• PROBLEM TO WORK ON:
Collect every line of the listing below that contains the word "white", copying each one in full. Case counts.

[Data records]
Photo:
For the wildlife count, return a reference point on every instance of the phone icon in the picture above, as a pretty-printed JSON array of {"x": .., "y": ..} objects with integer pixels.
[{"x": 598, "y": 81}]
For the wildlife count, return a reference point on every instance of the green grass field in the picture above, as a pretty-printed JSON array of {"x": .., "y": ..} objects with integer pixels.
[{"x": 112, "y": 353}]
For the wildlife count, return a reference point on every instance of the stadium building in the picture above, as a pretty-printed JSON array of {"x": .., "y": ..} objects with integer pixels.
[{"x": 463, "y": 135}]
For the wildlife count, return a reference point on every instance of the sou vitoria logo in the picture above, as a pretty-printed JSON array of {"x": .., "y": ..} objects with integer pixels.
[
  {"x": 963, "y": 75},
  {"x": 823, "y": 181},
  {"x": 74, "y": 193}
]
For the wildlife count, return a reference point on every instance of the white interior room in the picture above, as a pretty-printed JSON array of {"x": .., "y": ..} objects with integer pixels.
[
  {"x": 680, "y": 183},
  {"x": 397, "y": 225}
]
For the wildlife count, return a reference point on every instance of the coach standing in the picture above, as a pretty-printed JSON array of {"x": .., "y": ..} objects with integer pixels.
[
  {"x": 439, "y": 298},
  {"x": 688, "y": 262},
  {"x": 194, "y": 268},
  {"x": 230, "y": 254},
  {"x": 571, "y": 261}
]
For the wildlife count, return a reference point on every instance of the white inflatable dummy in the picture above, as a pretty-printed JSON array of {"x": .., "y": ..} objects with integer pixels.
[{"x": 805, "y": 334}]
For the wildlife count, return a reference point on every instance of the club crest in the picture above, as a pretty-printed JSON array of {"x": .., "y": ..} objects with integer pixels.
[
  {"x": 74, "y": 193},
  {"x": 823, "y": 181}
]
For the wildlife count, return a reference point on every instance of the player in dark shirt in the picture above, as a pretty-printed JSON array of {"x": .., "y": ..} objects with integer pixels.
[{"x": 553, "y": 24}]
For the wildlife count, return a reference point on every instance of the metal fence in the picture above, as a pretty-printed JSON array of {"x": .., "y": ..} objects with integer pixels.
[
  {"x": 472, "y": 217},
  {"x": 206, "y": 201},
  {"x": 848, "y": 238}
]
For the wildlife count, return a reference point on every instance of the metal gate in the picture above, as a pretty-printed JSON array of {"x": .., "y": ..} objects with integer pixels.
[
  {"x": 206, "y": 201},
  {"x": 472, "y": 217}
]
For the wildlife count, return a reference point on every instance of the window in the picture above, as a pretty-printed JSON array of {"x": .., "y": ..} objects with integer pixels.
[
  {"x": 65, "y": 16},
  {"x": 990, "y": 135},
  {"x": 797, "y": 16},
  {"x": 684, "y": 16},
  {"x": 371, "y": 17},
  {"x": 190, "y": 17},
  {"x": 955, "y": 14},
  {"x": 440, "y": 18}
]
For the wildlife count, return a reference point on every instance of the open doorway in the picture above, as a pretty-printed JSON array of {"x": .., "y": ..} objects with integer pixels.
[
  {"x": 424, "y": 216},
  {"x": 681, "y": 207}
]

==

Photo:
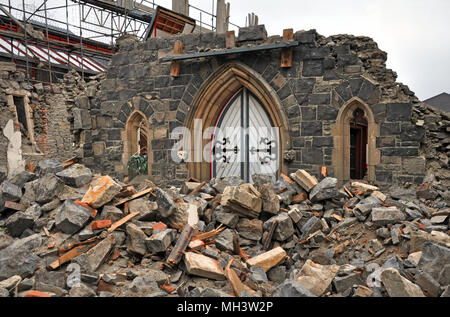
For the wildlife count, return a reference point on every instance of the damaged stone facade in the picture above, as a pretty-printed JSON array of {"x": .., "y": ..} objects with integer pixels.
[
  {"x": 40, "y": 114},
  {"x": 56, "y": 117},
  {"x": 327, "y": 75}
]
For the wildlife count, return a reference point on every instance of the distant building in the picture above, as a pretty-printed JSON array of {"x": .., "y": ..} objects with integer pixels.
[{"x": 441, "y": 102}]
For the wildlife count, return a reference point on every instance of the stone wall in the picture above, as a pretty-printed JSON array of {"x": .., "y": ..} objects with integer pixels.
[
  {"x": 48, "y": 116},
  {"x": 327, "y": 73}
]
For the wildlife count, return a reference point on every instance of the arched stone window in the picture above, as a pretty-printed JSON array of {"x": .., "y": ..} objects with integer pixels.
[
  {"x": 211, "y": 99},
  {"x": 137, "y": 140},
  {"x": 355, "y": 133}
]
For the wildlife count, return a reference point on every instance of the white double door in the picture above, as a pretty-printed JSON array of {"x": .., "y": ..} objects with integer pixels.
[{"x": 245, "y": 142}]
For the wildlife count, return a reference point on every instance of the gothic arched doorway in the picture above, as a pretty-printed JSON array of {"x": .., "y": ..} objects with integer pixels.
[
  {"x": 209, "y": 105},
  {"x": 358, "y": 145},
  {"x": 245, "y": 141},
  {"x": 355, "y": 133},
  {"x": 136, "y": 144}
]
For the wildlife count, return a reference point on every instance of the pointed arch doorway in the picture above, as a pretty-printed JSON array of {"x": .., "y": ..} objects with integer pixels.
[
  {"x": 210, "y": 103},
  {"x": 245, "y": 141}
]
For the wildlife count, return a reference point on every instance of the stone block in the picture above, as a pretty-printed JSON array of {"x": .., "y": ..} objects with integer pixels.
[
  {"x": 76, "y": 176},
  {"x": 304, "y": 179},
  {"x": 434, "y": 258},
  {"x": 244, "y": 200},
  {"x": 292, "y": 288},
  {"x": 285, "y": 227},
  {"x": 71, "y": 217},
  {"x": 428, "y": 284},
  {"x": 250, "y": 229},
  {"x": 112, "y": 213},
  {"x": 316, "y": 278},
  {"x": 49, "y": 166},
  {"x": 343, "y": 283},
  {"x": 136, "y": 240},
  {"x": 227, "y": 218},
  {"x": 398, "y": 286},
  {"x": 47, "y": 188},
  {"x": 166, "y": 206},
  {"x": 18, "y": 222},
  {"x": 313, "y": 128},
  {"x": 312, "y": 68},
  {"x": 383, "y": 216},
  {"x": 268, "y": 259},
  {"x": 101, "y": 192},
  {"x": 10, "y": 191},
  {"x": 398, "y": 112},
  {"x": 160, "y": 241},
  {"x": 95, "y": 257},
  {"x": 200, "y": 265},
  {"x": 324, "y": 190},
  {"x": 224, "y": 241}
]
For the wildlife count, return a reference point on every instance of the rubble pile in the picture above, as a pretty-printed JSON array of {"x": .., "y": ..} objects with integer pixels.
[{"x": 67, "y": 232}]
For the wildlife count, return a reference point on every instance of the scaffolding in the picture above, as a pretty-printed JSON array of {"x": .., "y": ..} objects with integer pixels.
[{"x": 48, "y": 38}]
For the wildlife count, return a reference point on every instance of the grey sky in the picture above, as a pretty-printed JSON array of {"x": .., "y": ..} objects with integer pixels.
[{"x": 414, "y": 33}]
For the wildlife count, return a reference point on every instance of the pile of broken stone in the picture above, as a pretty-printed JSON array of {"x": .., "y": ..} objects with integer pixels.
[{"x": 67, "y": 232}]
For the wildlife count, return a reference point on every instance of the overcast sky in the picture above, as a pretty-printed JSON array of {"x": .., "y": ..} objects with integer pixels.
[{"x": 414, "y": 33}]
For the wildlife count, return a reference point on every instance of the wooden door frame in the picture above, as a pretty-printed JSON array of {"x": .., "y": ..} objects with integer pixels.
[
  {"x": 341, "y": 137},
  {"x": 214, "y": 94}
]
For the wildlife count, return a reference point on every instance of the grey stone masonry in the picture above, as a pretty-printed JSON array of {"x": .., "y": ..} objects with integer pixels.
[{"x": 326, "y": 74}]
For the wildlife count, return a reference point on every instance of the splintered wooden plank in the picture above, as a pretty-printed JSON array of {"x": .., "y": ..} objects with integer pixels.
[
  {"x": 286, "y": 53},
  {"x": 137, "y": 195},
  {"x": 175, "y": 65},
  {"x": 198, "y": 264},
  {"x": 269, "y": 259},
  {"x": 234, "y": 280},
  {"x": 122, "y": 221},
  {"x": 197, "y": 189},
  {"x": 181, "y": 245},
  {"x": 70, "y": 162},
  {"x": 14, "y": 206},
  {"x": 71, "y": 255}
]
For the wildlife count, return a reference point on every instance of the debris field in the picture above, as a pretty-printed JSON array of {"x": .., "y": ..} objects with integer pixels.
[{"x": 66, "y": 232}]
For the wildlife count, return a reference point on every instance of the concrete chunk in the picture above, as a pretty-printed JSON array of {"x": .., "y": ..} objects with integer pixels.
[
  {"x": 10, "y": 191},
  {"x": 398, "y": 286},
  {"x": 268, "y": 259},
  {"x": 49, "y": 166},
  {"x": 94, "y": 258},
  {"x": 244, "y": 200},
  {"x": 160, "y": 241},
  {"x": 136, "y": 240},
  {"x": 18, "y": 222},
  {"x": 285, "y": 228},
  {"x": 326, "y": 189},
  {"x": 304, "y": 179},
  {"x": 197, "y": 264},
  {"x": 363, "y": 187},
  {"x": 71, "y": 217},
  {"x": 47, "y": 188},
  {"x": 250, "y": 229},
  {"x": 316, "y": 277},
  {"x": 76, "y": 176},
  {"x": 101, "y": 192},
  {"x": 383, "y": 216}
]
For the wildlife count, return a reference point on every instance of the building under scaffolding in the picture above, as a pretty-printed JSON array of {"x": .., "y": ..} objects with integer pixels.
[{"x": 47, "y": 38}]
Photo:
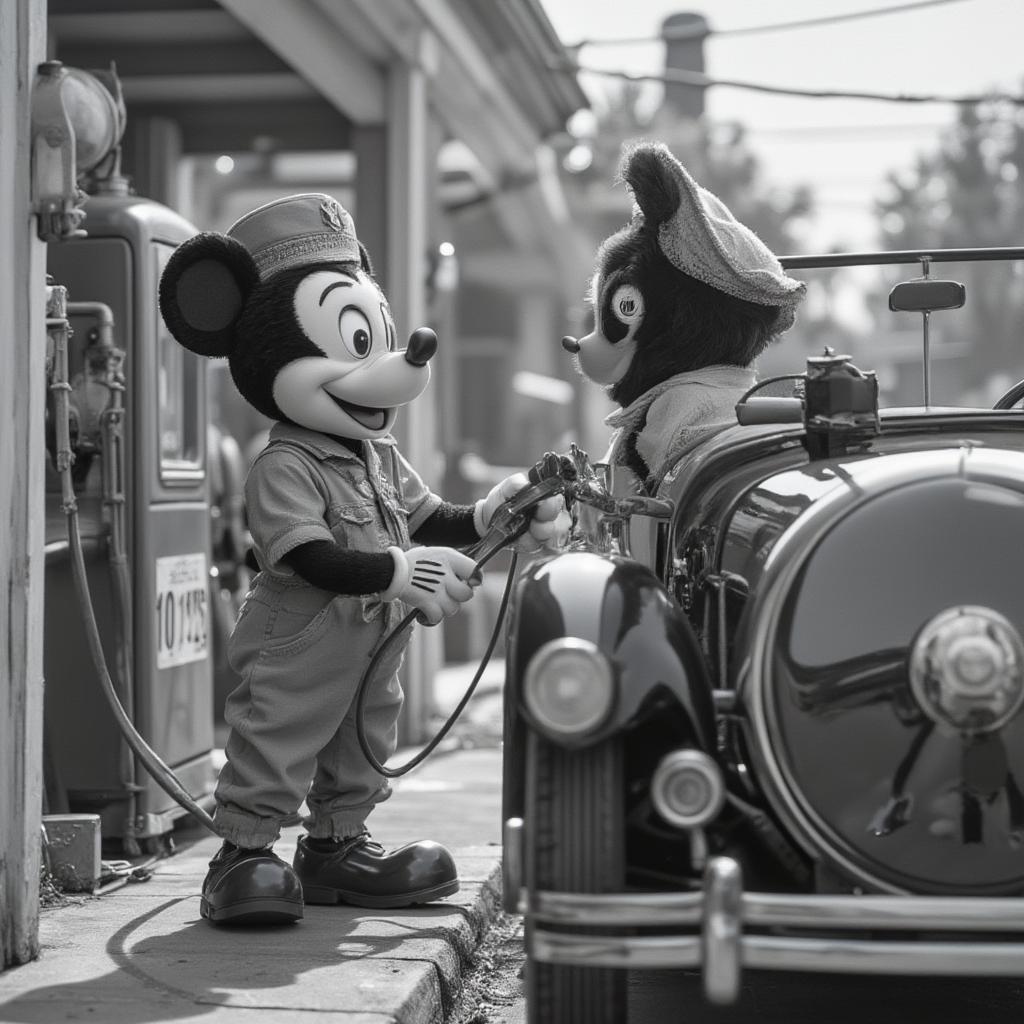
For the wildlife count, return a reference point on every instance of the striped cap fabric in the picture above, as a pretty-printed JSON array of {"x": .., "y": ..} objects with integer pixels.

• SOLUTION FOR THIS TASK:
For the wildlife count, return a reference point on every instance of the white interior room in the picture above, as a pretty-printed JSON array of {"x": .., "y": ..} objects with integer pixels.
For the wildlife count, return a reference point on every instance of the white inflatable dummy in the picture above, as a pretty-printed JSON array of {"x": .., "y": ..} objects with integer pixels.
For the wildlife count, return a reference point on every instance of the white double door in the picture above, as a pretty-printed JSON array of {"x": .., "y": ..} objects with integer pixels.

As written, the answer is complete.